#### Work item
In the listing below, find the line with "560L1174 517L1135 512L1113" and the line with "6L343 1L274 79L268". Repeat those two lines and all lines between them exactly.

#### Records for processing
+---+

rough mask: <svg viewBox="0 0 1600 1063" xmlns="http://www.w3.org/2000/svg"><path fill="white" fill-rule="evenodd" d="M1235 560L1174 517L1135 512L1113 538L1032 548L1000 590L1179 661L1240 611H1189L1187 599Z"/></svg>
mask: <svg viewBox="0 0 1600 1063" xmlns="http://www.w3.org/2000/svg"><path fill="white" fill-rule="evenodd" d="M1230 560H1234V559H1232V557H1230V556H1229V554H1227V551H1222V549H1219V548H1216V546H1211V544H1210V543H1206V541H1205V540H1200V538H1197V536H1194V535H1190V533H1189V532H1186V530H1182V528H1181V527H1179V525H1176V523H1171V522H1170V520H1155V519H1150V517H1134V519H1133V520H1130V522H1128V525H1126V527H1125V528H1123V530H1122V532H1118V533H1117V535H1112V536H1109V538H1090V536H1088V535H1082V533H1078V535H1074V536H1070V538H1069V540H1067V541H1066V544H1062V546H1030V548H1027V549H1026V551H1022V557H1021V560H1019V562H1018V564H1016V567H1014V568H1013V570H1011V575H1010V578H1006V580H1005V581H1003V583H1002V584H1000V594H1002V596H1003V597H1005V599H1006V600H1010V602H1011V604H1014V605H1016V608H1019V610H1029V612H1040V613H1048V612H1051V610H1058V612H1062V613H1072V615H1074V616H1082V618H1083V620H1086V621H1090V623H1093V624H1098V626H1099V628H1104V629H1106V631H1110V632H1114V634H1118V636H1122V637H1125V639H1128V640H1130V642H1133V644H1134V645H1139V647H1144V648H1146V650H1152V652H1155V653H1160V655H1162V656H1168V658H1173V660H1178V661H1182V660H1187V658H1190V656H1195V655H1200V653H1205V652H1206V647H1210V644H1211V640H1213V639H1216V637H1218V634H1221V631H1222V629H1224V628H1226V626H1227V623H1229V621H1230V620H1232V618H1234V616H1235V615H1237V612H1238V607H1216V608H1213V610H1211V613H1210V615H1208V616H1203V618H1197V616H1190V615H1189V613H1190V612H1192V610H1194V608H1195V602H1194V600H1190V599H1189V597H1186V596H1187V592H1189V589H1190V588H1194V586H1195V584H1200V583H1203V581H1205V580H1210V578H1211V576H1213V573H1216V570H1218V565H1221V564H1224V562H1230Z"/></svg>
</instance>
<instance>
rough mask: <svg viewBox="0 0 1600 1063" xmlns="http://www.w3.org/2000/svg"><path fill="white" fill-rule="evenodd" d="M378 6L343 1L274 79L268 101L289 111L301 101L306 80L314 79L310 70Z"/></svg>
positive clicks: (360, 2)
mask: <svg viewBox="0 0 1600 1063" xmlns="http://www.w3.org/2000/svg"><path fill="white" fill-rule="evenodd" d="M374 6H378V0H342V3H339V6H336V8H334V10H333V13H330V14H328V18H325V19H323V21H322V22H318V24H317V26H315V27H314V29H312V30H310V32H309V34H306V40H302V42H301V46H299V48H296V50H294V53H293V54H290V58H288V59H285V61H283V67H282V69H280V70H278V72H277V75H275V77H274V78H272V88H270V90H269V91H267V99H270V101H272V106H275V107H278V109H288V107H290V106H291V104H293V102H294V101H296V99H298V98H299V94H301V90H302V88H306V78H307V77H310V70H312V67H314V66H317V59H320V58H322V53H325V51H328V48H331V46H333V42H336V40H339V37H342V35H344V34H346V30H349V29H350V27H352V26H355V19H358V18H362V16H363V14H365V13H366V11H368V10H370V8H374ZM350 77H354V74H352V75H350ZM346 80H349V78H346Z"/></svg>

+---+

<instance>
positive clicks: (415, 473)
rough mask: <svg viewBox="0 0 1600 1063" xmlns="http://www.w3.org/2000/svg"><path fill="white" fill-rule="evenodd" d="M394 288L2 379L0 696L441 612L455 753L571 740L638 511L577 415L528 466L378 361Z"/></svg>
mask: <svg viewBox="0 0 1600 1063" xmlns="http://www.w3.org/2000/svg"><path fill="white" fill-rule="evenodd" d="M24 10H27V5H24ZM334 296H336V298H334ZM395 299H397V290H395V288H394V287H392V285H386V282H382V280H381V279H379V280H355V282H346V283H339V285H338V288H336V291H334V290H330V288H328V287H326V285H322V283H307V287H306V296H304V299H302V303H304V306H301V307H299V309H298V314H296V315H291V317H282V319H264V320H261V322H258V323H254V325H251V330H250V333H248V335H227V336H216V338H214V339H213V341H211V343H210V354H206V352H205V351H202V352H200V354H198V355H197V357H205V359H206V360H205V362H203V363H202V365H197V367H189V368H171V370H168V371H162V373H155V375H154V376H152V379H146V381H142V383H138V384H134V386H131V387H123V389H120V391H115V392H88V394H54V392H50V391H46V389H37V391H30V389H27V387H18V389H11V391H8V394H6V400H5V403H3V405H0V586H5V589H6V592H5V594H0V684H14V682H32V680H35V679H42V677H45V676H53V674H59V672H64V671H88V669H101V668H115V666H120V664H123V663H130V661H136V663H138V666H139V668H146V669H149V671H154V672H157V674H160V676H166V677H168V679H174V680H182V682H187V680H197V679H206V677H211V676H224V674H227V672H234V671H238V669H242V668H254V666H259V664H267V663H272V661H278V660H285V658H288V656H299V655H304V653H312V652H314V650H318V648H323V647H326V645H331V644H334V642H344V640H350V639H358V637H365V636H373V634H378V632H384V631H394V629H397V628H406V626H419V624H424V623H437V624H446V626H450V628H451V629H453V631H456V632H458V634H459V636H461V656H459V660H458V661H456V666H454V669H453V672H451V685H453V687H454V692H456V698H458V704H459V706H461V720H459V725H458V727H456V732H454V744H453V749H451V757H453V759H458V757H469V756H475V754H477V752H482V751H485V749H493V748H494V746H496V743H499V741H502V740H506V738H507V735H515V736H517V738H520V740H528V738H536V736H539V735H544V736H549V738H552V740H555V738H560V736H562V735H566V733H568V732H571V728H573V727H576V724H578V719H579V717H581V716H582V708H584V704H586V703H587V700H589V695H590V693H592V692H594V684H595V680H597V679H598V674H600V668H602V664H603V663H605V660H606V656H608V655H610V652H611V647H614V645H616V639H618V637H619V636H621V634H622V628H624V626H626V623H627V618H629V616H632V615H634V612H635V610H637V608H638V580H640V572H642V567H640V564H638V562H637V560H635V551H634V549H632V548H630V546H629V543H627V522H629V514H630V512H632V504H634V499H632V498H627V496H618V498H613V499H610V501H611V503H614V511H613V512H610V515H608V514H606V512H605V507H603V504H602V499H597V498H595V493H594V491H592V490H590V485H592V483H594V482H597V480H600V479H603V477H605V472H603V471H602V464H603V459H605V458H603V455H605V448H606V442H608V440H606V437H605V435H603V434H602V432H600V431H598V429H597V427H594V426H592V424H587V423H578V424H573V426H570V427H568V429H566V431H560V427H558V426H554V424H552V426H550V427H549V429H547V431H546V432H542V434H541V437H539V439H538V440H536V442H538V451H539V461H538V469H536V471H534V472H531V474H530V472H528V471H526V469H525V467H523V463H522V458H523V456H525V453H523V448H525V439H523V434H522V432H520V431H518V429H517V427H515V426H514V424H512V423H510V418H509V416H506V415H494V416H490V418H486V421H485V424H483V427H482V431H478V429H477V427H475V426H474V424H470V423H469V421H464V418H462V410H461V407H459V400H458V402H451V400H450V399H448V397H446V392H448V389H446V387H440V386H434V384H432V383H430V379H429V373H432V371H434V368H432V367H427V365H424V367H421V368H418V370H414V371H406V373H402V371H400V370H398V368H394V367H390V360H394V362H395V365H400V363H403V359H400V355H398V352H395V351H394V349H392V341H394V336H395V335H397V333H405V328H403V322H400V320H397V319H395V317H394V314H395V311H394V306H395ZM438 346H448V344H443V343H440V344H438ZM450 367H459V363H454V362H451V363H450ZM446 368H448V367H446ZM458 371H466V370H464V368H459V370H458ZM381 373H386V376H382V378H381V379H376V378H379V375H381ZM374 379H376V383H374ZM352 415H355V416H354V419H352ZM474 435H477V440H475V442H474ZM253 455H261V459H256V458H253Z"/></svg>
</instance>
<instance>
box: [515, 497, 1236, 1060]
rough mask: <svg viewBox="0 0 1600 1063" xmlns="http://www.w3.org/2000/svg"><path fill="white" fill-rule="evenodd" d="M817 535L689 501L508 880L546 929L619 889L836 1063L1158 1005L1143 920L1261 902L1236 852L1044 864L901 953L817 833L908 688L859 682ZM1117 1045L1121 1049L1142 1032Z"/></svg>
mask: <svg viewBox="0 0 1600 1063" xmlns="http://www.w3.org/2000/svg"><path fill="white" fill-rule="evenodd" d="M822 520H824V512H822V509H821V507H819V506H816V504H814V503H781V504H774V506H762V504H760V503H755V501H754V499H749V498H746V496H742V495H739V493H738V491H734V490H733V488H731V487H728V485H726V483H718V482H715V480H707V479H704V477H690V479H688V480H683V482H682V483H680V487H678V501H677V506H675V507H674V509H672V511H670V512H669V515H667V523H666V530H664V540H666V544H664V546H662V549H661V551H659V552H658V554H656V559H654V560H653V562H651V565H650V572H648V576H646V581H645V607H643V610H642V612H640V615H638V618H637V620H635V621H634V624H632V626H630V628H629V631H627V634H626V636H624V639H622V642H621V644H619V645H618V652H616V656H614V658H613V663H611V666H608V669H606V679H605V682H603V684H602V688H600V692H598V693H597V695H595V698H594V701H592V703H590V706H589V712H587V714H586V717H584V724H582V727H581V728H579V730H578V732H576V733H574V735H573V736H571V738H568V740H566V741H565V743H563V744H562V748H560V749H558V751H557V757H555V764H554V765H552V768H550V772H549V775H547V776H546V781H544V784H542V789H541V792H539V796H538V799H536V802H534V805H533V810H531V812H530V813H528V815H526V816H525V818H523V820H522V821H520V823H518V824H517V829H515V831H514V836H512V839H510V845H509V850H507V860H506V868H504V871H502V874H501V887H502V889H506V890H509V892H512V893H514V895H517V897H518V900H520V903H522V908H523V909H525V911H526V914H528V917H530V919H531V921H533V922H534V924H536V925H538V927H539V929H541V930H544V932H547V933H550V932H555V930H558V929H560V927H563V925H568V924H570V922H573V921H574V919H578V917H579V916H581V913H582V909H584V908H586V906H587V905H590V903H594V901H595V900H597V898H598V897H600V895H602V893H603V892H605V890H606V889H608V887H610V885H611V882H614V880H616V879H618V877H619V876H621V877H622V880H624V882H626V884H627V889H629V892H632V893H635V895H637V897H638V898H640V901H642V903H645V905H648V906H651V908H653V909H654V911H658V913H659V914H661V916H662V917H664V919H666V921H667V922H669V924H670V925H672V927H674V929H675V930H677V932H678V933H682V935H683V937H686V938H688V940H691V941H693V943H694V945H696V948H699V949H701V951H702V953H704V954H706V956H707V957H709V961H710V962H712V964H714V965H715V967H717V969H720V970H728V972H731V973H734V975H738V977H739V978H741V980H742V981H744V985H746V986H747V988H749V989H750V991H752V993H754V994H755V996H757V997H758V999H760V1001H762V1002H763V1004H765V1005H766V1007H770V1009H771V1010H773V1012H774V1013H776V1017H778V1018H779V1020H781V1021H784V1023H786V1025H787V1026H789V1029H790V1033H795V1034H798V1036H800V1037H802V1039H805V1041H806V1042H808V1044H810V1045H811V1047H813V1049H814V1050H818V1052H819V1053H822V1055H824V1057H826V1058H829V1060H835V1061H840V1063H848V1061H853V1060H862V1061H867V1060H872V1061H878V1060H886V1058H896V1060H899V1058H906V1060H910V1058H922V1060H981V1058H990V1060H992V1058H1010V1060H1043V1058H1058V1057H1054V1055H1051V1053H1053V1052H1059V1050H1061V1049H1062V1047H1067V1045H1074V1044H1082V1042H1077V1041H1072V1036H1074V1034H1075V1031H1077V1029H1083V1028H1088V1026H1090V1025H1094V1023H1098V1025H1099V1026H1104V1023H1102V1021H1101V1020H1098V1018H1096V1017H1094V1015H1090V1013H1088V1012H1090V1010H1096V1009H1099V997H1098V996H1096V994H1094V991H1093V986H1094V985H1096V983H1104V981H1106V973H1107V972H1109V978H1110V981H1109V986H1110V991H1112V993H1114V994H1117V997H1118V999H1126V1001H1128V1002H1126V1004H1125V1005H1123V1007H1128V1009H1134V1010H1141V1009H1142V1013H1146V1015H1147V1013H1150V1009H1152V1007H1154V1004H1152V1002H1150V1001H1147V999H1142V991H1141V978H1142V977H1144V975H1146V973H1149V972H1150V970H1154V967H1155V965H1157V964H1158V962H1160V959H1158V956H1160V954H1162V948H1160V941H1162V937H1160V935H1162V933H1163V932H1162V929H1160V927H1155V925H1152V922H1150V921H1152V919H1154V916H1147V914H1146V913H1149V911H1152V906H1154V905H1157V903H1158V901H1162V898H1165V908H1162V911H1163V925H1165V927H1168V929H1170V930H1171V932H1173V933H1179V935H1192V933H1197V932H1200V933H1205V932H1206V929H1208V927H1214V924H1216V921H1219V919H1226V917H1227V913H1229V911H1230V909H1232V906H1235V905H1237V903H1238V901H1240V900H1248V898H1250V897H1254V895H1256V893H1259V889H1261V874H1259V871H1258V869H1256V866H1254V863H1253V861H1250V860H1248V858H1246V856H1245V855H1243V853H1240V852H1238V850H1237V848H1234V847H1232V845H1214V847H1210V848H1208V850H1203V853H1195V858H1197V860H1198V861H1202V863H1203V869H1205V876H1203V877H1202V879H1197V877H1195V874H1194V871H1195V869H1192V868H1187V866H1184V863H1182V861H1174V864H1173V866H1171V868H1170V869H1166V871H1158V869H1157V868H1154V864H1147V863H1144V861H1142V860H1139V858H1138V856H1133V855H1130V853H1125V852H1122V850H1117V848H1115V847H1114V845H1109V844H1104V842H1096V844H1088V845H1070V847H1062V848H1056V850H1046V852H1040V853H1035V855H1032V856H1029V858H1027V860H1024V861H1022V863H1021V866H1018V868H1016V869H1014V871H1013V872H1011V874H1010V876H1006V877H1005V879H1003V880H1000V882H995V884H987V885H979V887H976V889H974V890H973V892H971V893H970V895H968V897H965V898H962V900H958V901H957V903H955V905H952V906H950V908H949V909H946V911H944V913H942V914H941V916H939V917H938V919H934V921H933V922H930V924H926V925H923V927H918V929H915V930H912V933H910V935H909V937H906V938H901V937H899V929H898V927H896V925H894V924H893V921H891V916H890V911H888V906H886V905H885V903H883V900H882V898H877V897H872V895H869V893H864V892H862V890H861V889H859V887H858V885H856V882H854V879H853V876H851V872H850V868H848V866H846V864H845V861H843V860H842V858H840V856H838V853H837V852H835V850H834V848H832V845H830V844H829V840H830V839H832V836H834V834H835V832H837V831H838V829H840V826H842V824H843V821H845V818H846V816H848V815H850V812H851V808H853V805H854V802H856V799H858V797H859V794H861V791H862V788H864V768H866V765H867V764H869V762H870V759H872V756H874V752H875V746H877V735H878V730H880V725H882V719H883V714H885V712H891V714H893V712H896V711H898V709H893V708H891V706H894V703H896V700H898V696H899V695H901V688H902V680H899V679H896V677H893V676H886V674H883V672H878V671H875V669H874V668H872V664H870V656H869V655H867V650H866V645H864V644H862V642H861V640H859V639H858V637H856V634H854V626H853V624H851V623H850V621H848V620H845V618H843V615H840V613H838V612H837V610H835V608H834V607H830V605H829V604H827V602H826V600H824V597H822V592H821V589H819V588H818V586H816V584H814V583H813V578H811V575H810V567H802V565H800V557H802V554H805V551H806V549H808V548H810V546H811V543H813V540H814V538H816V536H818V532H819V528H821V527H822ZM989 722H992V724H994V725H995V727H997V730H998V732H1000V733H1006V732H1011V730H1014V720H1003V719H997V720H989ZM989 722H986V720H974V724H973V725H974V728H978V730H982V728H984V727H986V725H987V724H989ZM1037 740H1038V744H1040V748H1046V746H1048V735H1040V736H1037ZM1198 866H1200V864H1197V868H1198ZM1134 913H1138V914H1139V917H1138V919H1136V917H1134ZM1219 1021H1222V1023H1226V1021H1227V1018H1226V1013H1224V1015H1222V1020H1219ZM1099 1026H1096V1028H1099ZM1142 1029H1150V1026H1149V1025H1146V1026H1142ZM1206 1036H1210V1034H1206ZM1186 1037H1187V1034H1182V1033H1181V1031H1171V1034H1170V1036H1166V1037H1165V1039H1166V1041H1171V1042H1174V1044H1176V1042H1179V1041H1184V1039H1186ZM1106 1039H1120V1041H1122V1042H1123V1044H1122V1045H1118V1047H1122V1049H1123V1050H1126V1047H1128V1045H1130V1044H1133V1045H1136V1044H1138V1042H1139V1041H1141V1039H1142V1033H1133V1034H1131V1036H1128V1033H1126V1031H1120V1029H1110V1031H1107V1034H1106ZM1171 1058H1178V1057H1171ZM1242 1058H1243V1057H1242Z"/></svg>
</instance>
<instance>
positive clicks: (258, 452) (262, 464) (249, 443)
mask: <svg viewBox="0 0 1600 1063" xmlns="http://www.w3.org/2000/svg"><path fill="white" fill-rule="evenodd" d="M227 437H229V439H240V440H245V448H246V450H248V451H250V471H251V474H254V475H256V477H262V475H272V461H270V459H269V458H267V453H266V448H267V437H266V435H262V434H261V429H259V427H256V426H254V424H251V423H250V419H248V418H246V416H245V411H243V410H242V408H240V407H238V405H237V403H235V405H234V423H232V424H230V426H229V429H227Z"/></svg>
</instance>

+---+

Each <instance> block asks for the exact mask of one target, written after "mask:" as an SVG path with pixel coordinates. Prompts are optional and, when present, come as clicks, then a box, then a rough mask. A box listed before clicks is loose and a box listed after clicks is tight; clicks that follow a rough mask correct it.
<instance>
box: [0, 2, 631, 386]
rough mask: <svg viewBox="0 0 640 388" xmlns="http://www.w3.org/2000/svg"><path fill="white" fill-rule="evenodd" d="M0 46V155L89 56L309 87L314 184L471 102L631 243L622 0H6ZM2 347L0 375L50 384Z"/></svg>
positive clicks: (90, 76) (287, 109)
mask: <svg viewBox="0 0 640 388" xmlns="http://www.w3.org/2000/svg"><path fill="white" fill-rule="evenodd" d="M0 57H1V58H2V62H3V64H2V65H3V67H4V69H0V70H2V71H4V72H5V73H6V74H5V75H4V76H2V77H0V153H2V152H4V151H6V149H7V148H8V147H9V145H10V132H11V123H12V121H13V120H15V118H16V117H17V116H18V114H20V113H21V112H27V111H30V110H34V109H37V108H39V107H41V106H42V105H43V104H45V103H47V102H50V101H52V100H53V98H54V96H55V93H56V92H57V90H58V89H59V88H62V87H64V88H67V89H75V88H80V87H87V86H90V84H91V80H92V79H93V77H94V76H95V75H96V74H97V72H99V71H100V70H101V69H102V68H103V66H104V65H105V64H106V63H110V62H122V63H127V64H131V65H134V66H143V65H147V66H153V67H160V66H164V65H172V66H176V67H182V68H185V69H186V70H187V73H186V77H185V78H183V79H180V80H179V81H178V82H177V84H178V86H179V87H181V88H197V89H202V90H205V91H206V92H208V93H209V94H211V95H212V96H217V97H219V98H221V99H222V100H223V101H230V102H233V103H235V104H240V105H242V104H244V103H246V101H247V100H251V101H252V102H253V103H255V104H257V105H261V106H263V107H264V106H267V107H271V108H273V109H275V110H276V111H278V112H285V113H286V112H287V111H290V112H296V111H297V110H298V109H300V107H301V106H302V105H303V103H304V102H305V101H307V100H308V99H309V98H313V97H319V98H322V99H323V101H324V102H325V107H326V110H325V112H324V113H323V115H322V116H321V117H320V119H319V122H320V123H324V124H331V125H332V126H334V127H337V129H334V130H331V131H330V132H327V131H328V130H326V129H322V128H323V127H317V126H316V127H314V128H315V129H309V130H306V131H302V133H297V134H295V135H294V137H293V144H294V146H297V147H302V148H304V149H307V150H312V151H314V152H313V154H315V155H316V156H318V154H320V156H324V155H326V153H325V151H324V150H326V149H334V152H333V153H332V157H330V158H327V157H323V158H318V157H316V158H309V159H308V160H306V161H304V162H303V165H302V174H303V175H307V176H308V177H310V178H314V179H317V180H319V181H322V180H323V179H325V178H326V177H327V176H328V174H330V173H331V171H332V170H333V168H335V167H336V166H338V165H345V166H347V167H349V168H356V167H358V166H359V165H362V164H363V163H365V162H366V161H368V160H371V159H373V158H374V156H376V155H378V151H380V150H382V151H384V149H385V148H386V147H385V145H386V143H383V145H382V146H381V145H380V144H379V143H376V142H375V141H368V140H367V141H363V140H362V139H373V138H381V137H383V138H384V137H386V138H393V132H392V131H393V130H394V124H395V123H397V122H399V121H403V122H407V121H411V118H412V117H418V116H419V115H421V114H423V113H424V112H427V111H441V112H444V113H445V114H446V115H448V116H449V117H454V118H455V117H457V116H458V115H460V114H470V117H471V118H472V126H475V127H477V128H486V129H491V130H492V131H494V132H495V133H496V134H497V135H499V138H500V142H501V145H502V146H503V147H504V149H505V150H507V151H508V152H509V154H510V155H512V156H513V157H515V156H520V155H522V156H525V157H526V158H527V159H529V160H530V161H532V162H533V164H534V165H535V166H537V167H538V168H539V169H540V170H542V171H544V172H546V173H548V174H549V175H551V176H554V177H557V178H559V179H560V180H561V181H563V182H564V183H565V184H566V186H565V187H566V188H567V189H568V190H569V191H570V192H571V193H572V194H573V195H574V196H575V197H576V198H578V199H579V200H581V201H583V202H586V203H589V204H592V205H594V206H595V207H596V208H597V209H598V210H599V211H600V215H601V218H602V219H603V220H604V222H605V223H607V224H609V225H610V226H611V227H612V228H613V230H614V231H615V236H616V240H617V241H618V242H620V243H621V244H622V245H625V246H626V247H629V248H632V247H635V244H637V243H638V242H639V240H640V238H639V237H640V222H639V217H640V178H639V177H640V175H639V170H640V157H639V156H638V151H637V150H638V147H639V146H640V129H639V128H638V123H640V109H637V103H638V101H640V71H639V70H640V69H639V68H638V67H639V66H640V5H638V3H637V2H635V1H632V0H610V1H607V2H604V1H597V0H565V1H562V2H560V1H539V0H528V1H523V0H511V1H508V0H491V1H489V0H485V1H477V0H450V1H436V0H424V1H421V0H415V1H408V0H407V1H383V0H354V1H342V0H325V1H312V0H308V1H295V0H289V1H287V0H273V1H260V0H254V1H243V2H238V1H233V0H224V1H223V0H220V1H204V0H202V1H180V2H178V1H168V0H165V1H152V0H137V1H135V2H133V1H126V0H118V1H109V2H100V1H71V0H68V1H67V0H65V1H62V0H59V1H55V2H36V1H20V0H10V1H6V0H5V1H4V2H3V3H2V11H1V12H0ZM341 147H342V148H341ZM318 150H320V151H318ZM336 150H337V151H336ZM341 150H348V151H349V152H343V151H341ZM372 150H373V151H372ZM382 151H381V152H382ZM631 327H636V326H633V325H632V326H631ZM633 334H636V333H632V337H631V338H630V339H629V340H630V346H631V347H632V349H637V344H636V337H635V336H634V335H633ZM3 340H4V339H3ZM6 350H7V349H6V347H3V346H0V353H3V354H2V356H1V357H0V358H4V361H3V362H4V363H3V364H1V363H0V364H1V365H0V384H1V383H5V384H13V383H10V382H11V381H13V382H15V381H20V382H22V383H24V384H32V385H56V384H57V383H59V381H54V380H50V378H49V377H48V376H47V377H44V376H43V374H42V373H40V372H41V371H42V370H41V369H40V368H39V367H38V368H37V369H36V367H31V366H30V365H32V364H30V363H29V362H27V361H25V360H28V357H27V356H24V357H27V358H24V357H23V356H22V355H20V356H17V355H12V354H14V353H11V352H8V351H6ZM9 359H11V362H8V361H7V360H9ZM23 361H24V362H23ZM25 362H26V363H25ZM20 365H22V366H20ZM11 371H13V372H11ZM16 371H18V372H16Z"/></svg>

+---+

#### Answer
rough mask: <svg viewBox="0 0 1600 1063" xmlns="http://www.w3.org/2000/svg"><path fill="white" fill-rule="evenodd" d="M1235 560L1174 517L1135 512L1113 538L1032 548L1000 590L1179 661L1240 611H1189L1187 599Z"/></svg>
mask: <svg viewBox="0 0 1600 1063" xmlns="http://www.w3.org/2000/svg"><path fill="white" fill-rule="evenodd" d="M1230 560H1234V559H1232V557H1230V556H1229V554H1227V551H1222V549H1219V548H1216V546H1211V544H1210V543H1206V541H1205V540H1200V538H1197V536H1194V535H1190V533H1189V532H1186V530H1182V528H1181V527H1179V525H1176V523H1171V522H1170V520H1155V519H1150V517H1134V519H1133V520H1130V522H1128V525H1126V527H1125V528H1123V530H1122V532H1118V533H1117V535H1112V536H1109V538H1090V536H1088V535H1082V533H1078V535H1074V536H1070V538H1069V540H1067V541H1066V544H1062V546H1030V548H1027V549H1026V551H1022V557H1021V560H1019V562H1018V564H1016V567H1014V568H1013V570H1011V575H1010V578H1006V580H1005V581H1003V583H1002V584H1000V594H1002V596H1003V597H1005V599H1006V600H1010V602H1011V604H1014V605H1016V608H1019V610H1029V612H1040V613H1048V612H1051V610H1058V612H1062V613H1072V615H1074V616H1082V618H1083V620H1086V621H1090V623H1093V624H1098V626H1099V628H1104V629H1106V631H1110V632H1114V634H1118V636H1122V637H1125V639H1128V640H1130V642H1133V644H1134V645H1139V647H1144V648H1146V650H1152V652H1155V653H1160V655H1162V656H1168V658H1173V660H1178V661H1182V660H1187V658H1190V656H1195V655H1200V653H1205V652H1206V647H1210V644H1211V640H1213V639H1216V637H1218V634H1221V631H1222V629H1224V628H1226V626H1227V623H1229V621H1230V620H1232V618H1234V616H1235V615H1237V612H1238V607H1216V608H1213V610H1211V613H1210V615H1208V616H1203V618H1197V616H1190V615H1189V613H1190V612H1192V610H1194V608H1195V602H1194V600H1190V599H1189V597H1186V596H1187V592H1189V589H1190V588H1194V586H1195V584H1200V583H1203V581H1205V580H1210V578H1211V576H1213V573H1216V570H1218V565H1221V564H1224V562H1230Z"/></svg>
</instance>
<instance>
rough mask: <svg viewBox="0 0 1600 1063" xmlns="http://www.w3.org/2000/svg"><path fill="white" fill-rule="evenodd" d="M378 6L343 1L274 79L268 101L289 111L301 101L306 80L314 79L310 70Z"/></svg>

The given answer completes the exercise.